• Righe da un dataset di etichettatura con riquadri:
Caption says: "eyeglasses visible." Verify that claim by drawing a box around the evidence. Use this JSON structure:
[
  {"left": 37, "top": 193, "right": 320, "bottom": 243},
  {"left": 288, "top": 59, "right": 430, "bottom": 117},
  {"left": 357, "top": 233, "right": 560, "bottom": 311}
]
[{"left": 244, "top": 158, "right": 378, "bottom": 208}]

• Cosa fare:
Converti tutte le righe delle voci qui sopra in una tabella Markdown con due colonne, «Nr» per il numero progressivo e «Testo» per la riga, tralasciando le righe vuote.

• Risultato:
| Nr | Testo |
|---|---|
| 1 | Caption says: "eyeglasses visible." Verify that claim by drawing a box around the evidence. Use this JSON structure: |
| 2 | [ |
| 3 |   {"left": 37, "top": 193, "right": 320, "bottom": 243}, |
| 4 |   {"left": 288, "top": 59, "right": 430, "bottom": 117}, |
| 5 |   {"left": 357, "top": 233, "right": 560, "bottom": 311} |
| 6 | ] |
| 7 | [{"left": 244, "top": 158, "right": 378, "bottom": 208}] |